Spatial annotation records
+++

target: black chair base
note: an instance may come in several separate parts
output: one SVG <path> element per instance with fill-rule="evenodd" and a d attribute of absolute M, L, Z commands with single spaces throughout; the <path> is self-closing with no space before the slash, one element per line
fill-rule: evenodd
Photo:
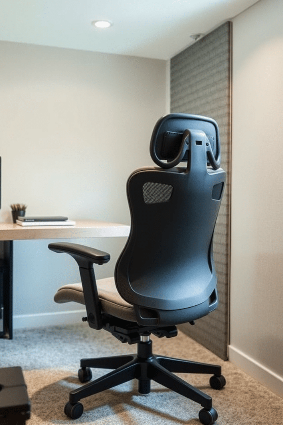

+++

Exercise task
Turn every line of the data above into a JSON array of strings, one string per line, with blank lines skipped. Leave the picture out.

Answer below
[
  "target: black chair base",
  "note: an instance may come in several separate parts",
  "output: one SVG <path> element per instance with fill-rule=\"evenodd\" and a d attribute of absolute M, L, Z commands with single spaces throughout; the <path> is self-closing with no space before the slash, one element per line",
  "fill-rule: evenodd",
  "Photo:"
]